課題 —
1) 讃仏偈の文章から、「たとえ多くの仏がたがおいでになり、」から「おこたることなく努め励んで、すぐれた光明をそなえたい。」までをすべて、そのまま抜き出してください。
2) 讃仏偈の現代語訳では、数限りない仏がたを残らず供養するよりも功徳がまさるのは何をすることだとされていますか。
3) 讃仏偈の文章を、最後の文のあとから書き進めてください。

用意された文章 —
= = = = = = =

巻上 正宗分 法蔵発願 讃仏偈(後半)
【五】・・・
われ誓ふ、仏を得たらんに、あまねくこの願を行じて、一切の恐懼〔の衆生〕に、ために大安をなさん。
たとひ仏ましまして、百千億万の無量の大聖、数恒沙のごとくならんに、
一切のこれらの諸仏を供養せんよりは、道を求めて、堅正にして却かざらんにはしかじ。
たとへば恒沙のごときの諸仏の世界、また計ふべからざる無数の刹土あら
んに、光明ことごとく照らして、このもろもろの国に遍じ、かくのごとく
精進にして、威神量りがたからん。
われ仏とならんに、国土をして第一ならしめん。その衆、奇妙にして道場超絶ならん。
国泥Eのごとくして、しかも等しく双ぶものなからしめん。われまさに哀愍して、一切を度脱すべし。
十方より来生せんもの、心悦清浄にして、すでにわが国に到らば快楽安穏ならん。
幸はくは仏(世自在王仏)、信明したまへ、これわが真証なり。願を発して、かしこにして所欲を力精せん。
十方の世尊、智慧無碍にまします。つねにこの尊をして、わが心行を知らしめん。
たとひ身をもろもろの苦毒のうちに止くとも、わが行、精進にして、忍びてつひに悔いじ〉」と。
仏説無量寿経 巻上【五】 ・・・・・
願わくは、わたしも仏となリ、この世自在王仏のように
迷いの人々をすべて救い、さとりの世界に至らせたい。
布施と調意と持戒と忍辱と精進、
このような禅定と智慧を修めて、この上なくすぐれたものとしよう。
わたしは誓う、仏となるときは、必ずこの願を果しとげ、
生死の苦におののくすべての人々に大きな安らぎを与えよう。
たとえ多くの仏がたがおいでになり、
その数はガンジス河の砂のように数限りないとしても、
それらすべての仏がたを残らず供養したてまつるより、
固い決意でさとりを求め、ひるまずひたすら励む方が、功徳はさらにまさるであろう。
ガンジス河の砂の数ほどの仏たがの世界があり、
はかり知れないほどの数限りない国々があるとしても、
わたしの光明はそのすべてを照らして、至らないところがないように、
おこたることなく努め励んで、すぐれた光明をそなえたい。
わたしが仏になるときは、国土をもっとも尊いものにしよう。
住む人々は徳が高く、さとりの場も超えすぐれて、
涅槃の世界そのもののように、並ぶものなくすぐれた国としよう。
わたしは哀れみの心をもって、すべての人々を救いたい。
さまざまな国からわたしの国に生れたいと思うものは、みな喜びに満ちた清らかな心となリ、
わたしの国に生れたなら、みな快く安らかにさせよう。
願わくは、師の仏よ、この志を認めたまえ。それこそわたしにとってまことの証である。
わたしはこのように願をたて、必ず果しとげないではおかない。

= = = = = = =

用意された資料 —
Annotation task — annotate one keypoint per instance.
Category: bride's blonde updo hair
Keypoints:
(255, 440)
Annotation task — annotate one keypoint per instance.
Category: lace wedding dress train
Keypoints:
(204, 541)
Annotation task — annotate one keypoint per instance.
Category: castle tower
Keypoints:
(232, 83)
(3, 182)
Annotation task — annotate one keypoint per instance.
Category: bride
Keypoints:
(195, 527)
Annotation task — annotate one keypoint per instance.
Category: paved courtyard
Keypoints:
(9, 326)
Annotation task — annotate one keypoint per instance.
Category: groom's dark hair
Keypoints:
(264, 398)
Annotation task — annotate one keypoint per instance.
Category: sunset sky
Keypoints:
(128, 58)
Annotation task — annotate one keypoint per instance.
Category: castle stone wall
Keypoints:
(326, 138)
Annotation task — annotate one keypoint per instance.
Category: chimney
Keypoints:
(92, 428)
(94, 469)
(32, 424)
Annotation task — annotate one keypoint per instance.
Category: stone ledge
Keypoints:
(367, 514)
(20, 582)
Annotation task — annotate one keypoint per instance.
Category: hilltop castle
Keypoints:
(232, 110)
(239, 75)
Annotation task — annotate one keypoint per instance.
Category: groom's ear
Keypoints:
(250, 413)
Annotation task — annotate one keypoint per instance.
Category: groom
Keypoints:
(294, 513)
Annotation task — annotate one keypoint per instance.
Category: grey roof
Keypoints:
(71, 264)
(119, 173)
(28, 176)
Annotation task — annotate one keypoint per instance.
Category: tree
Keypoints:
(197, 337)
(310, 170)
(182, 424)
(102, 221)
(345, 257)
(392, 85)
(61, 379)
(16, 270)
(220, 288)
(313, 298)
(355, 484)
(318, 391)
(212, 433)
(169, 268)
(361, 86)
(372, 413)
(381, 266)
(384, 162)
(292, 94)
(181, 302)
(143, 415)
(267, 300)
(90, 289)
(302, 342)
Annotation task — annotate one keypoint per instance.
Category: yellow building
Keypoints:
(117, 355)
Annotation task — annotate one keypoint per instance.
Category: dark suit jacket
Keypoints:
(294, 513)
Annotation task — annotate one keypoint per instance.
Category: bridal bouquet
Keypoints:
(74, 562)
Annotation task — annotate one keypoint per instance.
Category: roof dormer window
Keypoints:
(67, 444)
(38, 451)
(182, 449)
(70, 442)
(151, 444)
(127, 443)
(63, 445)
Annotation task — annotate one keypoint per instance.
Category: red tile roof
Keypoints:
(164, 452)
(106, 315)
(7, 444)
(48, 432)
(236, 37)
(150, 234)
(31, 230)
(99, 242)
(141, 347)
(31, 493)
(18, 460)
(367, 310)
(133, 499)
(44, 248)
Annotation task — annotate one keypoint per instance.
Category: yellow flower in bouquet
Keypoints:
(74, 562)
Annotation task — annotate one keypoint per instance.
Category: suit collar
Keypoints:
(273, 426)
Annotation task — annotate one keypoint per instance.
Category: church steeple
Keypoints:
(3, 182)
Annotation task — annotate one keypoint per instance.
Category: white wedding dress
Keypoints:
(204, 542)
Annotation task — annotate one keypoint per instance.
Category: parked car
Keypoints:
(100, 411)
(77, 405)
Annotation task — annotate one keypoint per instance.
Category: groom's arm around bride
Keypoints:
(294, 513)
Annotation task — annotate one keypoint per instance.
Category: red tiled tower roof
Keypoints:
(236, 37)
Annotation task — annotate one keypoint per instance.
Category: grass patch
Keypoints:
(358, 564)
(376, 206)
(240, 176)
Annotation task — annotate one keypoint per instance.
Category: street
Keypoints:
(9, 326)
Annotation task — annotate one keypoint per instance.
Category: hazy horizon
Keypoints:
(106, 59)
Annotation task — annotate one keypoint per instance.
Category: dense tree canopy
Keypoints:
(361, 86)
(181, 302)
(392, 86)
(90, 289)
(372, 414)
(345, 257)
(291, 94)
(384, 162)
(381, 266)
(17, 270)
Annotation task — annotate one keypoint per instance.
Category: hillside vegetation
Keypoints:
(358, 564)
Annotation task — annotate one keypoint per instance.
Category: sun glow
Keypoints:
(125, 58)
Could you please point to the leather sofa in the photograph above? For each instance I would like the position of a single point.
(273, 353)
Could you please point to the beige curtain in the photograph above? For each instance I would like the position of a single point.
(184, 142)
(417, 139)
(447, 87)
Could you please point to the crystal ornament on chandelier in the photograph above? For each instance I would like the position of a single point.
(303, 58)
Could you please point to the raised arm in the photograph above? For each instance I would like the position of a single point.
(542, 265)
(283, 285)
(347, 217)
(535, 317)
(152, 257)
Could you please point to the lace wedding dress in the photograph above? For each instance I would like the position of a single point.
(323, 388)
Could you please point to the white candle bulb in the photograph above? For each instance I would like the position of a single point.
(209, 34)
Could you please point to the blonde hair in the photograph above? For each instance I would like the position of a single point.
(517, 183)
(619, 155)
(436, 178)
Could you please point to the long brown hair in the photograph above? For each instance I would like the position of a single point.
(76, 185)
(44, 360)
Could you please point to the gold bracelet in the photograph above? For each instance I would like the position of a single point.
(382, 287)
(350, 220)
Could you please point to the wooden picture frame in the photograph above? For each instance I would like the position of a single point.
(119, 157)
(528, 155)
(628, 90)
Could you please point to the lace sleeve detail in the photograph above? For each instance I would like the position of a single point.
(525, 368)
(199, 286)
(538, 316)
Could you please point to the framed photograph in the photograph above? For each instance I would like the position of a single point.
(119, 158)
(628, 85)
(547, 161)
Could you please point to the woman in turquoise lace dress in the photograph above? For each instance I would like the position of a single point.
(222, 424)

= = = = = = =

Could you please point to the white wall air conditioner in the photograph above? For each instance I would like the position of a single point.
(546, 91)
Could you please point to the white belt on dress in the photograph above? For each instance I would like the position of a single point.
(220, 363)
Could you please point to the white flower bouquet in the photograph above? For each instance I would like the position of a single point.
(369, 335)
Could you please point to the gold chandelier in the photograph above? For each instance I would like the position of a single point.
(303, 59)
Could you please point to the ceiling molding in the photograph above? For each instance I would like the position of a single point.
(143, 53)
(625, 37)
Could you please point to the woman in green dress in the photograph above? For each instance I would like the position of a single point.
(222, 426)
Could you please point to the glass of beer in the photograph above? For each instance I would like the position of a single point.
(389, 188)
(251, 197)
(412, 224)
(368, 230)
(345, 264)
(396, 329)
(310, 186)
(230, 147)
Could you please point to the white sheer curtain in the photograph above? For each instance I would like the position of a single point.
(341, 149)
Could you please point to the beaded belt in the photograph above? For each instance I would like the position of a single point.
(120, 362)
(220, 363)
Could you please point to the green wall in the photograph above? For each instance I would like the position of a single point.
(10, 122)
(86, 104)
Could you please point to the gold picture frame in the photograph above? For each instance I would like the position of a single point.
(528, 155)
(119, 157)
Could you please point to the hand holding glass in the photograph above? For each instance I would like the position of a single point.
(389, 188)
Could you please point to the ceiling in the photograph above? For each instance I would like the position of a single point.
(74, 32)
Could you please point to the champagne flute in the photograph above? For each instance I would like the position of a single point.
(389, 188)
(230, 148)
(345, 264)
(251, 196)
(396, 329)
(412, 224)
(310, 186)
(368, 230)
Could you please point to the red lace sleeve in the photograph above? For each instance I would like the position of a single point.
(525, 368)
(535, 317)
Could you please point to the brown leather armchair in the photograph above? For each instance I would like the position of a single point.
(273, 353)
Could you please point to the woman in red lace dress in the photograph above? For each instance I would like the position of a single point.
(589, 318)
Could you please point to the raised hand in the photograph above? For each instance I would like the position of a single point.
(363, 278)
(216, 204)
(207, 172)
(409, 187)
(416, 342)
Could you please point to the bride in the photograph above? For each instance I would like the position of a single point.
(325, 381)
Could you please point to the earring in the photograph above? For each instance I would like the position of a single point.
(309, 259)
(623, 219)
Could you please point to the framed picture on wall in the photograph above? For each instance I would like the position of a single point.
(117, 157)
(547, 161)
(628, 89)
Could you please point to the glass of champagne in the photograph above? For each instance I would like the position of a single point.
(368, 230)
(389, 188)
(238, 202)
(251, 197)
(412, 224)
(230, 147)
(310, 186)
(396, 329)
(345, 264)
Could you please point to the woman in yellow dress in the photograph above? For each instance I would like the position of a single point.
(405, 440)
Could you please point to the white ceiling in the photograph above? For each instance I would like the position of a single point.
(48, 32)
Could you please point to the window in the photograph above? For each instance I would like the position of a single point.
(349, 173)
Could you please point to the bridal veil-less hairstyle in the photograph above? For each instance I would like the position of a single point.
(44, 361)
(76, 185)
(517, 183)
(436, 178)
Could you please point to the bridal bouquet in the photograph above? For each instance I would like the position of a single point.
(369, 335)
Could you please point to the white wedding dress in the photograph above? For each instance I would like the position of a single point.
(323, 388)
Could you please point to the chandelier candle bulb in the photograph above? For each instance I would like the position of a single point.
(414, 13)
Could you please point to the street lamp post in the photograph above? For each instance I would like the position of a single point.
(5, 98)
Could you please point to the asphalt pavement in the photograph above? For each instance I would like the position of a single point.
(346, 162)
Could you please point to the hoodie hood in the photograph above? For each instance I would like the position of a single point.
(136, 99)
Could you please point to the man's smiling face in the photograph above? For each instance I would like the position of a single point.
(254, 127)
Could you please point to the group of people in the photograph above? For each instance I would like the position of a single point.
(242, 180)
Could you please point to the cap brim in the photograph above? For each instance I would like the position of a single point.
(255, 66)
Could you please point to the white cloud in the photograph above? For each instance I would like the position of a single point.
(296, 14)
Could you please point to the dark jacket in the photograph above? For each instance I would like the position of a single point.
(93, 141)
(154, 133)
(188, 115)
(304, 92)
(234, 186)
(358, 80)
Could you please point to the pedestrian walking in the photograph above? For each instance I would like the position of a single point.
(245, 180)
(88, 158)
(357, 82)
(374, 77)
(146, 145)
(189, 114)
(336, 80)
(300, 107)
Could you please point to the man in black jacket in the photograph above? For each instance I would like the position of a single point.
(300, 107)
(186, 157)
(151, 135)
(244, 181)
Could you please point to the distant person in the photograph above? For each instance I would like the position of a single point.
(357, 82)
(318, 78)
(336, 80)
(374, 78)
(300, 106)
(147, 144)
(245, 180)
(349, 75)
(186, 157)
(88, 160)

= = = = = = =

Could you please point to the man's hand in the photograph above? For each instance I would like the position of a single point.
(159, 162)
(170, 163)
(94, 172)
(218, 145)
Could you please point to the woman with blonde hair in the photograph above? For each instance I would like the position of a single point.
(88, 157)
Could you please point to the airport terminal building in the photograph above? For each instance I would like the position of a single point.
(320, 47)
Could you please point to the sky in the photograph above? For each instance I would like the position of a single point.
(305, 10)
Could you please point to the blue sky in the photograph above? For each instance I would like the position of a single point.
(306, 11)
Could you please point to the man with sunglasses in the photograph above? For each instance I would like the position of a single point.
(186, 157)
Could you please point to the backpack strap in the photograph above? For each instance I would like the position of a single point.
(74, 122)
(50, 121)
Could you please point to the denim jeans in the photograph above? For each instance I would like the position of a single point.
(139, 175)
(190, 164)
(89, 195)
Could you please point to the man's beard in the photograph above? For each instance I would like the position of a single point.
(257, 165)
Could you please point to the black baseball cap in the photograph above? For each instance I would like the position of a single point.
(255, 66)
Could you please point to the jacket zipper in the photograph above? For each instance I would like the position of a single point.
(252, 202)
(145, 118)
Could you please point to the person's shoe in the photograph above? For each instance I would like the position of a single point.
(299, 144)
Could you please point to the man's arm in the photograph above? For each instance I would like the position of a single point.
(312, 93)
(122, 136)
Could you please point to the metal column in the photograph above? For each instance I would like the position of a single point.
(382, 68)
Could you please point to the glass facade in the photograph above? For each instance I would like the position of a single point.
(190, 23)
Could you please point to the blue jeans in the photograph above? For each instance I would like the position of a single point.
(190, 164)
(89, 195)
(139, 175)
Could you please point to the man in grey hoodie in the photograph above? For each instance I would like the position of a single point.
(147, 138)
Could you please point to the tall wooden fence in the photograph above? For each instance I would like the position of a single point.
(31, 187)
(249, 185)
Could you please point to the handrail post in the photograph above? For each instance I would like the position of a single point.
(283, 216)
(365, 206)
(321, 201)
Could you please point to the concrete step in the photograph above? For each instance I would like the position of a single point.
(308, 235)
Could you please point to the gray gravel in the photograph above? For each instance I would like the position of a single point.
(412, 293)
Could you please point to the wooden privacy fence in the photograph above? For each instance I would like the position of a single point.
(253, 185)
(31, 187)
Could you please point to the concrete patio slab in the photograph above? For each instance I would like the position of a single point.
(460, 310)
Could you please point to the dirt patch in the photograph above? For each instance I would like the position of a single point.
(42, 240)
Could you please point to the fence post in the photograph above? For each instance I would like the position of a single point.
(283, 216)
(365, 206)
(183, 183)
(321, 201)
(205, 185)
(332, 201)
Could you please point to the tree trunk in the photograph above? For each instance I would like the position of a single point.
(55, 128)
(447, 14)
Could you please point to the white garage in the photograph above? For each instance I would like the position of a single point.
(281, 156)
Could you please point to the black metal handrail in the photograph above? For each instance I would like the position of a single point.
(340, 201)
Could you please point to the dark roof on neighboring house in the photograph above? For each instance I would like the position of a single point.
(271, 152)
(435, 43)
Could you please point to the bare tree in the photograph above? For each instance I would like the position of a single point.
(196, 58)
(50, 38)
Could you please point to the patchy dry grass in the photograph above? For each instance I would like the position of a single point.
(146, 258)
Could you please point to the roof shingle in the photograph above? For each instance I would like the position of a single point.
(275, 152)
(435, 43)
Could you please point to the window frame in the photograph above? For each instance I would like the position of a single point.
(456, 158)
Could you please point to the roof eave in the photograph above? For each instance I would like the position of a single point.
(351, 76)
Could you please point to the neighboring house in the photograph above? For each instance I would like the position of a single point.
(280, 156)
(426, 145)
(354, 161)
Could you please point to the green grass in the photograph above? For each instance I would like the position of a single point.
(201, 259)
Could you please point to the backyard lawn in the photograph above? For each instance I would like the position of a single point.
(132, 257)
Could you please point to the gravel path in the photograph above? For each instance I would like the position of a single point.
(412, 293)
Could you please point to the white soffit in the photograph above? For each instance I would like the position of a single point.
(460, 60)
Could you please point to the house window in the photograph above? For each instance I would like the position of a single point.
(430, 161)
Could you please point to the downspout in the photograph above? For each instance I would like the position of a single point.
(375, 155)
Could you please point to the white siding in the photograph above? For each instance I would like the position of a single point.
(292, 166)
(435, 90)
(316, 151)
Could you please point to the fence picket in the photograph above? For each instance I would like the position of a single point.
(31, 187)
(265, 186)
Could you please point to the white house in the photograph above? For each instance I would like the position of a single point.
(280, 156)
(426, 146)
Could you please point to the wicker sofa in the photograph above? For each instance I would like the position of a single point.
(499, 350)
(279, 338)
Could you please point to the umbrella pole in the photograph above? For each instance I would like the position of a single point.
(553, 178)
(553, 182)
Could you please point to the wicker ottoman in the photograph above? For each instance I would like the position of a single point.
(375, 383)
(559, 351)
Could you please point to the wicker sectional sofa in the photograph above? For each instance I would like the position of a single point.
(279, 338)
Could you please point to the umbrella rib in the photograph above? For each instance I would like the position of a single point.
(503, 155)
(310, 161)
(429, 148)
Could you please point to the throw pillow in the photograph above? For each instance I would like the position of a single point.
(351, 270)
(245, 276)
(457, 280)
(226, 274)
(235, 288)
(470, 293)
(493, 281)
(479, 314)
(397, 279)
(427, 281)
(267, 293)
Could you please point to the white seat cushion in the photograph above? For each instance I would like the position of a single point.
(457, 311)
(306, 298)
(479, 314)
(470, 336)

= = = = = = =

課題ごとの答え —
1)
たとえ多くの仏がたがおいでになり、
その数はガンジス河の砂のように数限りないとしても、
それらすべての仏がたを残らず供養したてまつるより、
固い決意でさとりを求め、ひるまずひたすら励む方が、功徳はさらにまさるであろう。
ガンジス河の砂の数ほどの仏たがの世界があり、
はかり知れないほどの数限りない国々があるとしても、
わたしの光明はそのすべてを照らして、至らないところがないように、
おこたることなく努め励んで、すぐれた光明をそなえたい。

2) 固い決意でさとりを求め、ひるまずひたすら励むことです。

3)
さまざまな仏がたはみな、完全な智慧をそなえておいでになる。
いつもこの仏がたに、わたしの志を心にとどめていただこう。
たとえどんな苦難にこの身を沈めても、
さとりを求めて耐え忍び、修行に励んで決して悔いることはない。
【大無量寿経点睛】
法蔵菩薩の願い
経意は、第14号の「発願」の項を見て下さい。
【科分】 法蔵菩薩は師の世自在王仏の徳を讃めている間に、自分の胸に発こって来た願いを表白している段です。
【法蔵菩薩の願い】 今日までの日本浄土教は法然が、アミダ仏はひとえに衆生を救いたい願いから、ナモアミダブツと称えるだけで浄土に生まれる、たやすい法を考え出したといっているので、真宗学者はその腹で経を読んでいるから、常識的では考えられない誤った読み方をしているのです。それは『歎異抄』に「弥陀の五劫思惟の願をよくよく案ずれば、ひとえに親鸞一人がためなり」とある、その言葉だけに執われて、願いを発こした法蔵菩薩その人の立場が全く忘れられていたからです。今ではそれを一々問題にする余裕はありませんが、大切な点だけ指摘しておきます。
法蔵菩薩は世自在王仏に出遇った時、一目見て何とりっぱな王様だろうか、それに引き換え私は何とみすぼらしい、国王とは名ばかりの誠に恥ずかしい姿である。私もあなたのようになりたいと、経にはそれを「私も覚って聖法の王に斉しくなりたい」と説いているのです。これは自分の願いの全体を一口で言い現しているので、「総願」と名づけています。
【覚る道】 それではどうしたらりっぱな王になれるか。世自在王仏とはどういうお方か。その一つ一つを分析し具体的に明らかに自分のものにしたい。それがさきに讃め称えた五つの徳です。それがためにはこの世に対する執着と我が身を愛する我執を離れて、その上に常に三昧に住して自己を失わず、深い仏の智慧を身に即けてあるがままの人生を知らねばならぬ。それを経には「生死を解脱し、布施をして意を調え、身を持[たも]ち(持戒)、辱[はずかし]めを忍び、常に内なる願いに催されて励み(精進)、かくして三昧と智慧を主眼としよう」といっている。前の生死解脱は身についた欲を離れることであり、後の六度の行は菩提心の成長と正しい人生観の確立を眼指しているのです。この二つが覚る道の内容です。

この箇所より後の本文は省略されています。